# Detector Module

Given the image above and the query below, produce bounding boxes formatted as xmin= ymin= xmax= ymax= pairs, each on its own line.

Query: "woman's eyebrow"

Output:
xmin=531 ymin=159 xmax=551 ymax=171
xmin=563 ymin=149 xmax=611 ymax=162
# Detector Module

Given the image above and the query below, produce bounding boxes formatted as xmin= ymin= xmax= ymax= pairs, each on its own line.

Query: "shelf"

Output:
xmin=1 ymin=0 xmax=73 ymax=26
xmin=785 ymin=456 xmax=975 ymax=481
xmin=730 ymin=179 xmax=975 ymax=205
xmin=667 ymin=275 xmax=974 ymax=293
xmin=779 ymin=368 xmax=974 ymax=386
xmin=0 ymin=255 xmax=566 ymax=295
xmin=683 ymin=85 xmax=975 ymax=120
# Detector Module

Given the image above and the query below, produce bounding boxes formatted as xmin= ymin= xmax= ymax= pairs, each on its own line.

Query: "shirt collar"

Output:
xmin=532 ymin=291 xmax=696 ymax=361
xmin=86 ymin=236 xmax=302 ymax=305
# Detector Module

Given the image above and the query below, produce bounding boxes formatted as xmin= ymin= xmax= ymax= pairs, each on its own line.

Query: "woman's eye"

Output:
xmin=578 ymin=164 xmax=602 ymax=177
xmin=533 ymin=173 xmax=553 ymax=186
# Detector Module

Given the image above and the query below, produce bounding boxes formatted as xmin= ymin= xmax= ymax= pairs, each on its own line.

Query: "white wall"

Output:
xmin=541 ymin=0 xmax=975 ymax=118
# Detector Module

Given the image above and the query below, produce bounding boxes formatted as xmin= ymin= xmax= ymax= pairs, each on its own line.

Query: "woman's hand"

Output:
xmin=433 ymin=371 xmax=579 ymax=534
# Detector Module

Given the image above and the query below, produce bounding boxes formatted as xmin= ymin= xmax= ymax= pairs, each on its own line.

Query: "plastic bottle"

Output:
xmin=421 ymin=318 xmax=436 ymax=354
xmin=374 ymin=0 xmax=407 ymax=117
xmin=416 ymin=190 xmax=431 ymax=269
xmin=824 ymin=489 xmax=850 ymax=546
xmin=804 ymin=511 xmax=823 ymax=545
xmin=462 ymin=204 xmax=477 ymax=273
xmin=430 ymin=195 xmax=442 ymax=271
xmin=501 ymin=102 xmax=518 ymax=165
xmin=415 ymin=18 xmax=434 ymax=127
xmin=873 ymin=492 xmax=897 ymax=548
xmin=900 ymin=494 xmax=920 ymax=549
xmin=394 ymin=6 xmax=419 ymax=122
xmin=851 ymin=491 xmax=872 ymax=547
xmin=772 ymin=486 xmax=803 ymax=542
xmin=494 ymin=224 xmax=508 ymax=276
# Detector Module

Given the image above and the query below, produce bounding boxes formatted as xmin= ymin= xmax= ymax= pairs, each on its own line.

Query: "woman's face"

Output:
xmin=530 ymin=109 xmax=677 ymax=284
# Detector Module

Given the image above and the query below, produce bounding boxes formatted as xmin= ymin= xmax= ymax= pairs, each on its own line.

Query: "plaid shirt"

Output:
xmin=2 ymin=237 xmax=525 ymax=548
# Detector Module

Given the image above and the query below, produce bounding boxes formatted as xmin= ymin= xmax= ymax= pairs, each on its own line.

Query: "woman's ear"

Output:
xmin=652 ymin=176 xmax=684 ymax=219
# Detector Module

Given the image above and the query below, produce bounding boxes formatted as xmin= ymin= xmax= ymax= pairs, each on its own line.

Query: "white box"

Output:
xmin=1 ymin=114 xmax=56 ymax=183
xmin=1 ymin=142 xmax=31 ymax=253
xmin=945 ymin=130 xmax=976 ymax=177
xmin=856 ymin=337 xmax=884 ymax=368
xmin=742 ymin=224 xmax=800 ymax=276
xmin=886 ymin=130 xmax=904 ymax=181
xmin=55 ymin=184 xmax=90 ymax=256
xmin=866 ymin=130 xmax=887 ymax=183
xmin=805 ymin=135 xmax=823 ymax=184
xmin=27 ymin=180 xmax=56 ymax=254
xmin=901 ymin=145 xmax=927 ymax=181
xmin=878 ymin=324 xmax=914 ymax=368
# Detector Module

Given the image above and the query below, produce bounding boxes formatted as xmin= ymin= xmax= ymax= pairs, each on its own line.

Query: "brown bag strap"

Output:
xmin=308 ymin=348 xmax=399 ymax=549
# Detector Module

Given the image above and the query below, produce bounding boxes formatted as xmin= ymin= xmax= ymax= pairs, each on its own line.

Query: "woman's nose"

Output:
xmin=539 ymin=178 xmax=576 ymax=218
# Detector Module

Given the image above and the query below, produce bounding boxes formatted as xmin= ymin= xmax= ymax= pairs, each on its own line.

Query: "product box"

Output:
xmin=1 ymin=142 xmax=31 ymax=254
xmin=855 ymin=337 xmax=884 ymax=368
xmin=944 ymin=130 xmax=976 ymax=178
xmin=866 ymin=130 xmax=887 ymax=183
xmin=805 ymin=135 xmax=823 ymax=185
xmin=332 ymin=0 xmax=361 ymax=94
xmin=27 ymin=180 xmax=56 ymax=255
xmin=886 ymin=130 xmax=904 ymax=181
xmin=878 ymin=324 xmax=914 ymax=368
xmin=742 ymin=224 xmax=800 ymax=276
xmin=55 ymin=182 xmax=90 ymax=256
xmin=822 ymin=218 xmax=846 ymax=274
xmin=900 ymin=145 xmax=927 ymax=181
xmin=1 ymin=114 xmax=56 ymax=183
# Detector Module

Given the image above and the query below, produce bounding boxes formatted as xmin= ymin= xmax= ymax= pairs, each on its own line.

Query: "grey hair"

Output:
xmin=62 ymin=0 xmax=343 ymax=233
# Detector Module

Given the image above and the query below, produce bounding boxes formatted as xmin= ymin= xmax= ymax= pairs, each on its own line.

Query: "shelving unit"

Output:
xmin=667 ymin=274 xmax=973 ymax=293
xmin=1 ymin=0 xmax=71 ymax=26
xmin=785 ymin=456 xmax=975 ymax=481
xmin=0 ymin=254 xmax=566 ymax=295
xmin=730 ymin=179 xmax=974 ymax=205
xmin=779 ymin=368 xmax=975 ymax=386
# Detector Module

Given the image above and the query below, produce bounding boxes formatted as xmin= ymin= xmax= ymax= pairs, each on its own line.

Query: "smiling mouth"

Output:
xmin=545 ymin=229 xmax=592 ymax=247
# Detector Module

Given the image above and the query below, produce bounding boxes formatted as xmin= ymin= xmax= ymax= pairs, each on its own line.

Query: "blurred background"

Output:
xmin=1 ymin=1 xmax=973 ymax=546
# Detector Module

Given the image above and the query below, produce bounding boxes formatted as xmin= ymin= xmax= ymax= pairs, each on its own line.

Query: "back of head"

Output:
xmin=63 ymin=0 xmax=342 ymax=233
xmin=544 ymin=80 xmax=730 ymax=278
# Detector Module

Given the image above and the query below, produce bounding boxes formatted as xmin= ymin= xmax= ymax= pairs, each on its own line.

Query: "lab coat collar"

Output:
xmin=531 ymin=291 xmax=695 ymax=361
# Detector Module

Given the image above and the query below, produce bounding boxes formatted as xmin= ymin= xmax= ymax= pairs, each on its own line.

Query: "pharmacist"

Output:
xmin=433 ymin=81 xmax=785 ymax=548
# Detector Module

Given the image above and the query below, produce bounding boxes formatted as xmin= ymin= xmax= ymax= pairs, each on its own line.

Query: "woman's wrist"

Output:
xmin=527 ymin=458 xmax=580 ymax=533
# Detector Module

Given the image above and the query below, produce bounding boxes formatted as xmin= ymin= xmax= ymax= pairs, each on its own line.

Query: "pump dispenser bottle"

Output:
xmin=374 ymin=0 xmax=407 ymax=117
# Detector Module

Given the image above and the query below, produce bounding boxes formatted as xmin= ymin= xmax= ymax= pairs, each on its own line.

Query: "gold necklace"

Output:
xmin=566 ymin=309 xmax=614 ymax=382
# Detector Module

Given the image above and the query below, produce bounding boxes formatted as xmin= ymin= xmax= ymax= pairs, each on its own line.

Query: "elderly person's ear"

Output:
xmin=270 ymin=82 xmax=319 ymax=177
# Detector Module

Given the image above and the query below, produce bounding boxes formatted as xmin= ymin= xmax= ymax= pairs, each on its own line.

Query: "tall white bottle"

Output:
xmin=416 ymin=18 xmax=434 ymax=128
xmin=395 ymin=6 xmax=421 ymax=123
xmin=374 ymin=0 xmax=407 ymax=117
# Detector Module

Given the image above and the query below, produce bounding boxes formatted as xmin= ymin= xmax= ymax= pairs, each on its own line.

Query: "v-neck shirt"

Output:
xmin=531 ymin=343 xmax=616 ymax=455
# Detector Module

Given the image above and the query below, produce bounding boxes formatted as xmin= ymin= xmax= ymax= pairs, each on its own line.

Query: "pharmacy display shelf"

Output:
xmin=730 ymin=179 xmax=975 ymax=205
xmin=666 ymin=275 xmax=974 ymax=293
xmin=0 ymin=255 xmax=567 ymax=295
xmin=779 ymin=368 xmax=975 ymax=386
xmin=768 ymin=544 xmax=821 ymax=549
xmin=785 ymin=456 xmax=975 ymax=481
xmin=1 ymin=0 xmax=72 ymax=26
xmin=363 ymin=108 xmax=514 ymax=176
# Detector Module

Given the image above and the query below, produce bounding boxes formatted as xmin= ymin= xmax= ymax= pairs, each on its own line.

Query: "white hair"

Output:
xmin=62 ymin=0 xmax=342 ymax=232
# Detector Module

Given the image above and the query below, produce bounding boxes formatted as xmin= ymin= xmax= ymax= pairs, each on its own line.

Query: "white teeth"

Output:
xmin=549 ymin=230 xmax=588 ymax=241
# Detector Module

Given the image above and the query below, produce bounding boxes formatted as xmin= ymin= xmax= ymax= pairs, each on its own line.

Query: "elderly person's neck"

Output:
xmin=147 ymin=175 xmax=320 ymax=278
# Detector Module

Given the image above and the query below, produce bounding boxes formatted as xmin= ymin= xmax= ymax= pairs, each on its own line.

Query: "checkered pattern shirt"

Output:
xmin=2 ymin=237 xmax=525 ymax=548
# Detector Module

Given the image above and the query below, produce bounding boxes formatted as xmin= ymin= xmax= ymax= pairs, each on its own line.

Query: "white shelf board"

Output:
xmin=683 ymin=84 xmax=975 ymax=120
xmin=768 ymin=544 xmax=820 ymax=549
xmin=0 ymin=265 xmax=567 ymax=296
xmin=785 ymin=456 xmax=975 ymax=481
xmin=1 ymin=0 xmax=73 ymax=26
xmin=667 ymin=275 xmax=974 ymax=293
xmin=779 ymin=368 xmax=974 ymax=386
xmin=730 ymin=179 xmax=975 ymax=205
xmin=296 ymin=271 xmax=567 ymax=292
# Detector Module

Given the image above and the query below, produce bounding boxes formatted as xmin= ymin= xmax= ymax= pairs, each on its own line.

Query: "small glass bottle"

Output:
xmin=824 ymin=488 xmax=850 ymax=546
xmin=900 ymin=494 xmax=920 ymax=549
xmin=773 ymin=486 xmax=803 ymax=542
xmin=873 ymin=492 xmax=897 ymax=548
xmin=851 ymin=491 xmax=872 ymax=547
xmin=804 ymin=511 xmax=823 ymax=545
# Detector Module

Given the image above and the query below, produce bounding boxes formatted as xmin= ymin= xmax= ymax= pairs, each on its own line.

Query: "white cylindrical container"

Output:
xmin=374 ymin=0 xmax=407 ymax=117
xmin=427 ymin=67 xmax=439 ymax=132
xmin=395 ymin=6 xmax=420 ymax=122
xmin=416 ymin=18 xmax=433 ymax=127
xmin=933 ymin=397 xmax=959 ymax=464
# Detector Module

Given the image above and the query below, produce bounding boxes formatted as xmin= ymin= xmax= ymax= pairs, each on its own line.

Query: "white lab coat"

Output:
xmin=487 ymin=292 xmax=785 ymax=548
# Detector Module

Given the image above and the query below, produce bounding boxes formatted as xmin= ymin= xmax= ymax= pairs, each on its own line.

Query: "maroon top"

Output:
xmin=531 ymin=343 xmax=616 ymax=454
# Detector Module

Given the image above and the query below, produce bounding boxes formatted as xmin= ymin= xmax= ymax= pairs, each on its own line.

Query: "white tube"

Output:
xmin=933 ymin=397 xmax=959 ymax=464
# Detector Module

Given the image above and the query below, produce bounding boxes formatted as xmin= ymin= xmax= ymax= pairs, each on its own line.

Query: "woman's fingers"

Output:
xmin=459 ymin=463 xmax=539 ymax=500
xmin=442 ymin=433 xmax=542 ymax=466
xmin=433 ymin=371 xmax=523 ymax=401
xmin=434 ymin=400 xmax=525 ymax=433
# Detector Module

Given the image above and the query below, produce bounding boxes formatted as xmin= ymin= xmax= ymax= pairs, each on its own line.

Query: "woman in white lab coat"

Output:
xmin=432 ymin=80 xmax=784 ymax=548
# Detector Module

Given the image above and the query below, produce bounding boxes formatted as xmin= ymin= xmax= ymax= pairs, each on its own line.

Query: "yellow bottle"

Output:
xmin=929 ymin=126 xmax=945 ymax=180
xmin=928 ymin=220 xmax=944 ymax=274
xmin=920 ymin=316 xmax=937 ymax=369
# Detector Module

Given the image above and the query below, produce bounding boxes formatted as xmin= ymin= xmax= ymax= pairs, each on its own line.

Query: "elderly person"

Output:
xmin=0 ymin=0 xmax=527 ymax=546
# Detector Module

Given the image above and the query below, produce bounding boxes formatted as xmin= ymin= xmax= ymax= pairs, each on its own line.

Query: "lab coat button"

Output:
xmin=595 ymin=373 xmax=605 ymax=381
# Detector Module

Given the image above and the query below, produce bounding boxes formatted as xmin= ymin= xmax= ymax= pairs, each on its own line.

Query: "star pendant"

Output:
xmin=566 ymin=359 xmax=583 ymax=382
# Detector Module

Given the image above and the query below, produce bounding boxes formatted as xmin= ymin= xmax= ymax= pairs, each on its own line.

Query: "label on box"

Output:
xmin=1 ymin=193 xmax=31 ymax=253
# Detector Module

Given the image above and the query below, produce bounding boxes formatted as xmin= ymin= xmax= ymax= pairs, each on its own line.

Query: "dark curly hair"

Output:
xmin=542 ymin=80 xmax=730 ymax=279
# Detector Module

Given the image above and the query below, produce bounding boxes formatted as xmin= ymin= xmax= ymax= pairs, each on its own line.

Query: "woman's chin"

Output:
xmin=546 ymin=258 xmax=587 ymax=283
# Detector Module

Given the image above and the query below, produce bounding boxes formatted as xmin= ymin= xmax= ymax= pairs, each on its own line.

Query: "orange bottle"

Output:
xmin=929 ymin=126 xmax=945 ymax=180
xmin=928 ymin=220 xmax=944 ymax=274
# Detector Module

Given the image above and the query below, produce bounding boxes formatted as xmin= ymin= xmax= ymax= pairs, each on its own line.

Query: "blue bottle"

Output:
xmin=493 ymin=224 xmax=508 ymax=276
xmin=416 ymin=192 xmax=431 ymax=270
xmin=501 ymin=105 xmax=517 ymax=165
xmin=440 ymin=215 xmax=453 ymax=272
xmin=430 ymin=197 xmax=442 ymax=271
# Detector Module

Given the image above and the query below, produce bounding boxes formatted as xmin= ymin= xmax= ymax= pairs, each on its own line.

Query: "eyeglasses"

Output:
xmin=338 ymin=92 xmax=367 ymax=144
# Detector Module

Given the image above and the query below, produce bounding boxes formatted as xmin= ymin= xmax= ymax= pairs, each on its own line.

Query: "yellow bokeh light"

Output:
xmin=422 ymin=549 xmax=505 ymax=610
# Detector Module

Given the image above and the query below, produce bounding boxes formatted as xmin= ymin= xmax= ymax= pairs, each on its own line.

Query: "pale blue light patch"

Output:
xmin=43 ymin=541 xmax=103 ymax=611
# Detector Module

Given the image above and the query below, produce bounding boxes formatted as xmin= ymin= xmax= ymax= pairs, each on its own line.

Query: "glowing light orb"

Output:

==========

- _The task_
Take every line above carrying "woman" and return it.

- _Answer to the problem_
Query: "woman's eyebrow"
Query: "woman's eye"
Query: "woman's hand"
Query: "woman's face"
Query: "woman's ear"
Query: "woman's nose"
Query: "woman's wrist"
Query: "woman's fingers"
Query: "woman in white lab coat"
Query: "woman's chin"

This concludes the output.